++++ PROVIDED MATERIAL
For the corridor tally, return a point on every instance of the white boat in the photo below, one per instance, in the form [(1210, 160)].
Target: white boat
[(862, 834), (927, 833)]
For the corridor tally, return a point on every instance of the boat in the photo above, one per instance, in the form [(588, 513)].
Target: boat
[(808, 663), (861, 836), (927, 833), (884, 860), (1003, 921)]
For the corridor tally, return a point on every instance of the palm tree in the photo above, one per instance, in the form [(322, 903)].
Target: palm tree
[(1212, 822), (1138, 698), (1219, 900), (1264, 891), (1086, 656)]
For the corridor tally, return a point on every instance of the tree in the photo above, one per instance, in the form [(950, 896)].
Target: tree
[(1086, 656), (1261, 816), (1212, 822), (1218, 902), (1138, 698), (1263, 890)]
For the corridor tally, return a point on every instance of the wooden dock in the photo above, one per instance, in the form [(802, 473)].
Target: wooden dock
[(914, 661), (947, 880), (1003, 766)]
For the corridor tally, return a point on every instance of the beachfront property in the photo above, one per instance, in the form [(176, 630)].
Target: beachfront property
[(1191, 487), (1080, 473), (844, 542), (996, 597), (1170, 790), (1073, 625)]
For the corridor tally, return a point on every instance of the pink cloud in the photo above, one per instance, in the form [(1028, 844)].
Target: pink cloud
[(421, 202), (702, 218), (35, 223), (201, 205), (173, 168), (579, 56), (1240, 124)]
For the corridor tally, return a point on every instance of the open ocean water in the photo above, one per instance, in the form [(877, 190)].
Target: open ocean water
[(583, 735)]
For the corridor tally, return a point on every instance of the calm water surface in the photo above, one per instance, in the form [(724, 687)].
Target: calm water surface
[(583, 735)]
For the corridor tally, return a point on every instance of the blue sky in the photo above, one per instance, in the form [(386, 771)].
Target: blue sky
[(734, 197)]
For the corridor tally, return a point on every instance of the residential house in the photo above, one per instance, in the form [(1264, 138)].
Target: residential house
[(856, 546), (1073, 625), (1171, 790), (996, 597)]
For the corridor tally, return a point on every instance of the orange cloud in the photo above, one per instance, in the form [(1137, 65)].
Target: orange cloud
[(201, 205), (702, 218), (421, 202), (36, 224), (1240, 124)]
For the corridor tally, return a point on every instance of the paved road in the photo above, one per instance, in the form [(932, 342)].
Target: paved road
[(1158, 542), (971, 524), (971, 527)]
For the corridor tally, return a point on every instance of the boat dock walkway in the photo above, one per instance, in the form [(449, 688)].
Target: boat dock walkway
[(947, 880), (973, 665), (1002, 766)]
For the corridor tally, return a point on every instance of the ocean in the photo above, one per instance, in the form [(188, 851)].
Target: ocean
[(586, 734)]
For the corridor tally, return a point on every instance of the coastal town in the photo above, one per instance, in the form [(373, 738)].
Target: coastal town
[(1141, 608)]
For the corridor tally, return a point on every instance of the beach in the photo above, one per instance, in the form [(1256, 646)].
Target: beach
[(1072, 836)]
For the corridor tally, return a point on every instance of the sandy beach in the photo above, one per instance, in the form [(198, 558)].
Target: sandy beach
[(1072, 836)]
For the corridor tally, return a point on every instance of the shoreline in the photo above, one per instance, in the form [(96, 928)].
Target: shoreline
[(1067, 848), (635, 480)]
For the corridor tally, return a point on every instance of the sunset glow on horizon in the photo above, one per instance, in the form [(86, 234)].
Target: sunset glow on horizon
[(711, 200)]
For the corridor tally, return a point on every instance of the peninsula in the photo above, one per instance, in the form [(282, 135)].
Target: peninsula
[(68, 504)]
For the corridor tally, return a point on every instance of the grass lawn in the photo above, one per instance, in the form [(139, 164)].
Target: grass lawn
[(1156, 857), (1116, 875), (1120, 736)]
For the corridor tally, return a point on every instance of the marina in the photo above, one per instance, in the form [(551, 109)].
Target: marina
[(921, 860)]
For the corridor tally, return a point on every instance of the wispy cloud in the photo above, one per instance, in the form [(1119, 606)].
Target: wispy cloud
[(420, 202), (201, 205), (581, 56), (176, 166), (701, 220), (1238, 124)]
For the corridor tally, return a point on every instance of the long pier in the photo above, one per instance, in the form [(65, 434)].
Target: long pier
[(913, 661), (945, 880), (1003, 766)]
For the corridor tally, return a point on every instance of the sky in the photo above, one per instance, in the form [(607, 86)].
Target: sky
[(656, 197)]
++++++++
WHAT YOU ARE ASKED TO DO = Give all the lines above again, exactly.

EXPECTED ANSWER =
For the corridor tally, return a point on every instance of the white boat in the photo below, one per instance, in the form [(1210, 160)].
Target: white boat
[(862, 834), (927, 833)]
For the corridor tally, return a point on every instance of the boat in the photo above, one per instance, in the form [(588, 513)].
Target: boat
[(808, 663), (861, 836), (927, 833), (884, 860), (1003, 921)]
For the corridor tally, return a point on every instance of the palm tree in the photo above, one per instance, in the form [(322, 903)].
Target: palm tree
[(1212, 822), (1138, 698), (1219, 900), (1264, 891), (1086, 656)]
For the corridor tally, return a point on every instance of the tree in the photo above, one per instance, in the form [(950, 896)].
Target: tree
[(1086, 656), (1261, 816), (1212, 822), (1218, 902), (1138, 698), (1263, 890)]
For the corridor tally, return a point on every instance of the wooden dock in the photo above, one per instance, in the form [(802, 473)].
Target: wooden dock
[(914, 661), (947, 880), (1003, 766)]
For the corridor tally, return a point on every instance of the beachfront property in the photo above, one per instance, in the form [(176, 630)].
Target: beachfront property
[(1191, 487), (1080, 473), (844, 542), (996, 597), (1170, 790), (1073, 625)]
For the corridor tally, return a point on every instance of the pink cloud in the photo above, one per instance, in the form [(1028, 844)].
Target: pink cloud
[(421, 202), (702, 218), (35, 223), (201, 205), (173, 168), (579, 56), (1240, 124)]
For the corridor tally, return a point on every instance of the open ocean water in the photo above, one per instance, in the form [(877, 190)].
Target: open ocean water
[(583, 735)]
For the corridor tally, return a point on every instance of the calm water surface in the photo above, one per instance, in the form [(724, 687)].
Target: calm water surface
[(583, 735)]
For the corridor tally, return a point on every instance of the blue sky in the photo above, one per instance, in the form [(386, 771)].
Target: blue sky
[(734, 197)]
For the corridor tally, return a point on every instance of the residential house in the photo above, one per instance, in the form [(1264, 138)].
Target: residential house
[(856, 546), (1073, 625), (1171, 790), (996, 597)]
For the corridor tally, return a point on every instance of the orange cloud in the photo above, one per instance, in the form [(1137, 65)].
Target: orange cloud
[(201, 205), (702, 218), (421, 202), (36, 224), (1240, 124)]
For the corridor tally, return a point on every instance of the paved road in the photo above, one per instance, in the form [(932, 342)].
Target: paved road
[(1158, 542), (971, 524), (971, 527)]
For the corridor tally, return a point on every instance of the boat dock walkway in the photo above, one per instance, in the form [(449, 688)].
Target: boat dock walkway
[(947, 880), (973, 665), (1002, 766)]
For the corridor tally, return a point on every instance of the ocean in the photo above, one per instance, in the form [(188, 851)].
Target: ocean
[(586, 734)]
For the corridor tally, return a point on every instance of the coastal town in the photo above, one per instance, in the form [(373, 738)].
Target: coastal town
[(1141, 608)]
For the corridor tally, return a point on every instance of the beach in the photo above, one per instance, in the form [(1256, 646)].
Target: beach
[(1072, 836)]
For the corridor tally, return a point on every instance of the sandy beach in the photo above, one per instance, in the form [(198, 558)].
Target: sandy beach
[(1072, 836)]
For the corridor tally, return a point on every instance of the shoreline in the photo above, one per instance, in the form [(96, 928)].
Target: shoreline
[(1067, 848), (635, 480)]
For the corridor tally, return a point on every instance of the sunset glow on horizon in the photo above, one per instance, in the form [(86, 234)].
Target: sunset glow on horizon
[(711, 200)]
For the corridor tally, return a point on every instance of the peninsula in the photo above, one per instance, in the form [(282, 135)].
Target: peninsula
[(68, 504)]
For the corridor tally, return a point on every instance of the grass lawn in the photo above, one per instance, in the form [(139, 164)].
Target: grass lawn
[(1156, 857), (1116, 875), (1120, 736)]
For the corridor tally, return a point on every instance of the marina in the photo above, one per instance, in the form [(551, 109)].
Target: marina
[(921, 860)]
For the corridor tally, return a point on every instance of the wispy cloud in the photo above, one per instance, in the form [(1119, 606)].
Target: wispy cloud
[(420, 202), (201, 205), (581, 56), (176, 166), (701, 220), (1238, 124)]
For the corridor tally, return a point on every instance of the long pier in the photo above, one per instance, in the form [(65, 434)].
Target: long pier
[(913, 661), (945, 880), (1003, 766)]
For the corridor tally, return a point on every instance of the sky in the photo above, one per instance, in the form [(607, 86)].
Target: sky
[(656, 197)]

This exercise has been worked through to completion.